(Point-per-instance localization data)
»»

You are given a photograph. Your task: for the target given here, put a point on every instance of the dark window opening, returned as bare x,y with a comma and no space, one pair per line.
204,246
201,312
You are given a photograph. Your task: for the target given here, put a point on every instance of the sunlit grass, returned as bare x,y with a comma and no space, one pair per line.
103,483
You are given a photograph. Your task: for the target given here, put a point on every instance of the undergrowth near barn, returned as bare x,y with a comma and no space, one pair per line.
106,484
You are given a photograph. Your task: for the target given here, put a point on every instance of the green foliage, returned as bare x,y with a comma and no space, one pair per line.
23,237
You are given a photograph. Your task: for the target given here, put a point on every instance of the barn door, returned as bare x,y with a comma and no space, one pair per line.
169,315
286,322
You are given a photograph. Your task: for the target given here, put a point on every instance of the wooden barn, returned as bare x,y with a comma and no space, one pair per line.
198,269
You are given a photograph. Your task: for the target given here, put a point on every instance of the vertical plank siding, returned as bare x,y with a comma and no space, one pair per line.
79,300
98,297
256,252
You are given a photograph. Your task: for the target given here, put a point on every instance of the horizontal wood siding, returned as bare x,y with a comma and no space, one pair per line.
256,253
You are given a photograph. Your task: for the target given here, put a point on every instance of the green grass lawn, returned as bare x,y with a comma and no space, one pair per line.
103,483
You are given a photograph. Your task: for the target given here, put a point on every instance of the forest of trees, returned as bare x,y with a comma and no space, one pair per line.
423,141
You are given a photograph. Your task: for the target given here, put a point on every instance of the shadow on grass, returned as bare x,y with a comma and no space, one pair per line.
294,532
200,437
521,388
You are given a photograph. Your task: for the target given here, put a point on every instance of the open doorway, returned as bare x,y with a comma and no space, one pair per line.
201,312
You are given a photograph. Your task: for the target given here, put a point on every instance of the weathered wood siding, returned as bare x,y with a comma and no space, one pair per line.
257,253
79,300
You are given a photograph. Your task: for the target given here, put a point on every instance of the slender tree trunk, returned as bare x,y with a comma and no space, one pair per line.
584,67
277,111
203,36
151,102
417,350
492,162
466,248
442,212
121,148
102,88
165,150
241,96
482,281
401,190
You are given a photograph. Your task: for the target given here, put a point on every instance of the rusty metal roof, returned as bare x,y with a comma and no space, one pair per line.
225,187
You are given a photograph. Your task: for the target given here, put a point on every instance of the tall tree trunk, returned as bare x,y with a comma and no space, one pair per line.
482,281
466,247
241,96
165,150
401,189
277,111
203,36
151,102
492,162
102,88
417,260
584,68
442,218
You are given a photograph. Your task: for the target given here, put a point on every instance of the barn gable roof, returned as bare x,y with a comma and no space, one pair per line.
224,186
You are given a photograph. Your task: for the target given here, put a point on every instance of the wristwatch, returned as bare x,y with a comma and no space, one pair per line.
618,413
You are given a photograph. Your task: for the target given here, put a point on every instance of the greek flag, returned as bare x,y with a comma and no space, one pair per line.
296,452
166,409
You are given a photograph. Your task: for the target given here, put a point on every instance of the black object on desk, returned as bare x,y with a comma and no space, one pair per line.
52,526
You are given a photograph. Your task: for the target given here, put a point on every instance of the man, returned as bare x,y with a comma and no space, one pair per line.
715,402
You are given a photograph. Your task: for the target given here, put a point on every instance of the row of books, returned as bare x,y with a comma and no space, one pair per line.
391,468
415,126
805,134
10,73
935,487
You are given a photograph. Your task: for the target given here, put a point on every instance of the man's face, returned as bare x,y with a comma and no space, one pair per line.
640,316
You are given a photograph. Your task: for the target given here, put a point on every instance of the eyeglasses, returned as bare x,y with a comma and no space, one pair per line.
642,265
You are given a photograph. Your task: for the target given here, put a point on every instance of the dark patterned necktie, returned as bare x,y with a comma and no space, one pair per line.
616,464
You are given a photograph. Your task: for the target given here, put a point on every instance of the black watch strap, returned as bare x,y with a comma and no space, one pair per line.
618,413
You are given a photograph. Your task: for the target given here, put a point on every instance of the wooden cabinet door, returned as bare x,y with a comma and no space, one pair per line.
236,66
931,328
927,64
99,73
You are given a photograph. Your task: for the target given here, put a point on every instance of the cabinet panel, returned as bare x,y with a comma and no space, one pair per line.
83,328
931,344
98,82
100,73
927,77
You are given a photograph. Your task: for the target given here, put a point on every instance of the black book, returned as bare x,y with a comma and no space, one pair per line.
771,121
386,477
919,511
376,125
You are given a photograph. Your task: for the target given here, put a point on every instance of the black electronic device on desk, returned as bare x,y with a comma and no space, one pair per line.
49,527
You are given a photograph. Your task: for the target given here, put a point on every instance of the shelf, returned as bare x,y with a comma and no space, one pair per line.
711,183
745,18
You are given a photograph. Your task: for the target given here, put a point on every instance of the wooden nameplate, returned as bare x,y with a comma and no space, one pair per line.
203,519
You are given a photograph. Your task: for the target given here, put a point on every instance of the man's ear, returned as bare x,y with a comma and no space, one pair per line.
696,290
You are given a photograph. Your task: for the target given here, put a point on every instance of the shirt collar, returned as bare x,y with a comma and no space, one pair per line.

««

# [PROMPT]
The answer is the data above, retyped exactly in full.

# [RESPONSE TO THIS TASK]
You are given a photograph. Your task: for the target given here, put a point on every instance of the dark window opening, returned as bare x,y with a comma and no space, one pair per line.
204,246
201,312
You are given a photograph. Your task: for the target given here, put a point on every instance of the sunlit grass, returned as bare x,y with a comma and no space, one pair per line.
103,483
You are given a photograph. Your task: for the target given here, put a point on every instance of the undergrowth near barn, returned as bare x,y with a comma and no space, one pair per line.
106,484
You are given a photograph. Your task: for the target given here, put a point on every instance of the green foliage, returned as bare x,y with a comma and no space, one pair per line.
23,237
You are given a photograph. Your task: for the target given here, put a point on every instance of the barn door, returned as bare x,y with a comma and no space, one pair per line.
169,315
286,322
You are given a photograph. Your task: for the target given here, put a point on every instance of the wooden barn, returned as bare x,y with a comma and no space, one pair per line.
198,269
You are given a photograph. Your task: for the target given here, put a point on every instance of the vertical plank siding, returned as bare x,y with a comma and no space, one pair per line.
79,300
98,297
256,252
You are given a photograph. Your task: for the target given here, put a point on every instance of the horizontal wood siding, returned as bare x,y with a comma and no space, one pair per line.
256,253
You are given a photograph. Your task: for the target given here, put a point on every instance of the green grass lawn, returned as bare x,y with a comma and no space, one pair per line.
103,483
You are given a photograph. Your task: for the target given here, put a point on every instance of the forest of trees, returned as bare x,y with a comma and no space, one pair per line.
423,141
You are given a photograph. Your task: for the target given here, put a point on every instance of the shadow on grass, returned as bare x,y with a comma and no space, one pair per line.
294,532
200,437
521,388
You are given a photograph. Your task: for the target given here, put a point on every instance of the open doorway, returned as bare x,y with a comma and no space, one pair per line.
201,312
You are given a photograph. Your task: for the target given here, put a point on every instance of the weathered wood siding, returned as bare x,y with a comma and no space, one pair per line.
257,253
79,300
You are given a photograph. Your task: for the target given here, put a point on every instance of the slender tree trunk, returned as bare x,y with a comma and no space, one pair per line.
584,67
277,111
203,36
151,102
417,350
492,162
466,248
442,212
121,148
102,88
165,150
241,96
482,281
401,190
You are given a photograph. Your task: for the target given here, put a point on every instance of the rusty metal roof, returned as bare x,y with a comma and no space, one pair per line.
225,187
You are given a photograph. Your task: for the target given here, put a point on every instance of the tall tree trunk, returned as bare x,y with a comma and no space, one pair per line.
482,281
466,247
241,96
165,150
401,189
277,111
203,36
151,102
492,162
102,88
417,260
584,68
442,218
You are given a photograph. Your task: for the target given here, put a point on every instance of the barn gable roof, returned as bare x,y with a comma and no space, one pair per line.
224,186
You are given a photograph. Your task: for the target given here, put a point on every instance of the wristwatch, returned as bare x,y with a comma and no space, one pair per line.
618,413
You are given a photograph. Your task: for the target given here, put a point on every instance of the greek flag, returned as bare x,y with a comma and no space, one pair per line.
296,452
166,409
You are given a photograph. Your task: for the target given here, put a point on every instance of the black object on desk, returned as bare x,y with a comma and no space, one pair per line.
52,526
You are given a photograph. Your task: for the target given here, put a point on every instance of the man, returned as bare x,y with a comma and no space, one pair per line.
715,402
You are given a photograph. Your task: for the target given here, put a point on every instance of the row of books, returned as bare x,y with a comma and no space, one pair per line.
391,468
415,126
805,134
10,73
935,487
You are given a photograph. Your task: for the target given here, put a point on every instance of the man's face, returned as bare x,y with a comma and no space, one pair per line.
640,316
You are given a photograph. Your task: for the target given here, put a point on every instance of the eyeglasses, returned as bare x,y with a comma and no space, one pair per line.
642,265
You are given a photograph. Your task: for the target given here, put a point on every instance of the dark patterned necktie, returned as bare x,y with a comma and no space, one pair per line.
616,464
You are given a photograph. Your task: for the target given here, put a point on every instance of the black watch strap, returned as bare x,y with a comma and no space, one pair per line.
618,413
You are given a photograph. Your task: for the target given here, put a point on every instance of the wooden cabinet door, returned as bare x,y with a comma and no space, one pair per line.
236,66
931,328
927,64
99,73
You are given a photograph. Your task: for the target given here, put a point on every instance of the cabinet panel, returned as bare x,y with a comma and no space, one pair per line.
83,328
931,344
98,82
100,73
927,77
You are given a photograph. Your task: for the target given here, put a point on every instance of the black book, returned as bare x,y with a comma and no space, one pair per line.
771,121
386,477
919,511
376,125
You are given a photograph. Your task: for the target given here, put a point on every instance of the black electronic device on desk, returned as bare x,y with a comma and no space, one pair per line.
49,527
You are given a photograph. Your task: for the target given here, put a point on every instance of the shelf, returned as bare x,y with a comma and no space, one pair per line.
711,183
745,18
You are given a photograph. Your task: for the target given here, put a point on every instance of the wooden nameplate, returned as bare x,y with a comma and no space, one pair per line.
203,519
You are given a photograph. Your task: for the target given here, put a point on every instance of the man's ear, returned as bare x,y with a comma and no space, one pair per line.
696,290
You are given a photograph. Your task: for the target given here, put a point on every instance of the shirt collar, returned as bare x,y with a comma and no space, one pair per line.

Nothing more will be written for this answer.